- [What you should do] Copy out, word for word, the part of the records that opens with the line containing "TARGET = deep laundry sink" and closes with the line containing "INSTRUCTION = locate a point on each instance of the cabinet", including both of those lines.

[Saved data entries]
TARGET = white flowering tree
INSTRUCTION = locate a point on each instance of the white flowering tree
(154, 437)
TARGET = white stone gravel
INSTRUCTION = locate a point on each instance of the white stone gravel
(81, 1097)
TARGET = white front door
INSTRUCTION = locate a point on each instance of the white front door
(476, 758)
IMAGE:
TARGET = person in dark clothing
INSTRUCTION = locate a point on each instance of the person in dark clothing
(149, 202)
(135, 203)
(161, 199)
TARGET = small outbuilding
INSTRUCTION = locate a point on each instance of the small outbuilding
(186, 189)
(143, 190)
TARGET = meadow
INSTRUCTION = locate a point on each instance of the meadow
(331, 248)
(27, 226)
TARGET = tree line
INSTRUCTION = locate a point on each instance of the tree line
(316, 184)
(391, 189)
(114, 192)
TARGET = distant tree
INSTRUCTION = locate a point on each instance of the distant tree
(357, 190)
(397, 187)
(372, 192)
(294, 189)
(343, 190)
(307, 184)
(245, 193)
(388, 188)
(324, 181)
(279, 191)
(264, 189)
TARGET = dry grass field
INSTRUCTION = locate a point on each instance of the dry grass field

...

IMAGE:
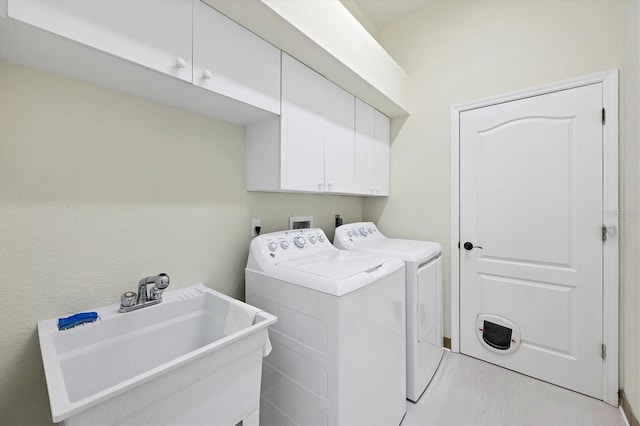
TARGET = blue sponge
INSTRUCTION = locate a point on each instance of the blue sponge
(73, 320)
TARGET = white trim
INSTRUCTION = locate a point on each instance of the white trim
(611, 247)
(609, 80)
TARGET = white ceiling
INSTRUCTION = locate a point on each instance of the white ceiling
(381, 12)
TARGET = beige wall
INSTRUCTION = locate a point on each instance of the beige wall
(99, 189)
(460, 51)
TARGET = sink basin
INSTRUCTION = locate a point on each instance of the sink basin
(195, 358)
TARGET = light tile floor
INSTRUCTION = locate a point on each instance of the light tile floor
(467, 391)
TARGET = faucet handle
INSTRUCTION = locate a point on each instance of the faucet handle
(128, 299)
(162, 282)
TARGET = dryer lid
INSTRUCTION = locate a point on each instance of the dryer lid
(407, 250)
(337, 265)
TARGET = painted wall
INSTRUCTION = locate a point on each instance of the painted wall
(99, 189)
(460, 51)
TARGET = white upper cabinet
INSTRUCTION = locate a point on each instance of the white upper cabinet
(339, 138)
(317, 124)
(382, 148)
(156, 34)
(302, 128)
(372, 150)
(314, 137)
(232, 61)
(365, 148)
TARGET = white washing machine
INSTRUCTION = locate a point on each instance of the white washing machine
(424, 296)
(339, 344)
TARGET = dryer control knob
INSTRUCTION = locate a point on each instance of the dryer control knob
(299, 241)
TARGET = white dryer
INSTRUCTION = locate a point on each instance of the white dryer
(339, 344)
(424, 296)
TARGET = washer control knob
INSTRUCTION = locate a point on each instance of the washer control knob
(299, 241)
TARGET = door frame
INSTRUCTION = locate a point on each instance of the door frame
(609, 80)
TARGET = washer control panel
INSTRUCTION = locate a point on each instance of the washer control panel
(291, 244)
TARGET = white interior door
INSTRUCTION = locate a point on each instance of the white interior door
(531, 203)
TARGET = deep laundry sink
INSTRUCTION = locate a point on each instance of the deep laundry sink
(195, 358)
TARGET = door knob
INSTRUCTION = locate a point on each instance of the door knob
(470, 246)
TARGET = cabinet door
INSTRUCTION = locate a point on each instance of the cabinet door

- [Written solution]
TARGET = deep laundry sink
INSTRUCTION = locate a point on each instance of the deep laundry sink
(195, 358)
TARGET = door knob
INSTRUCTION = locate a point on each instance of the door knob
(470, 246)
TARGET = cabinet door
INSTRUCTION = locate a point on each instance of the cabinet door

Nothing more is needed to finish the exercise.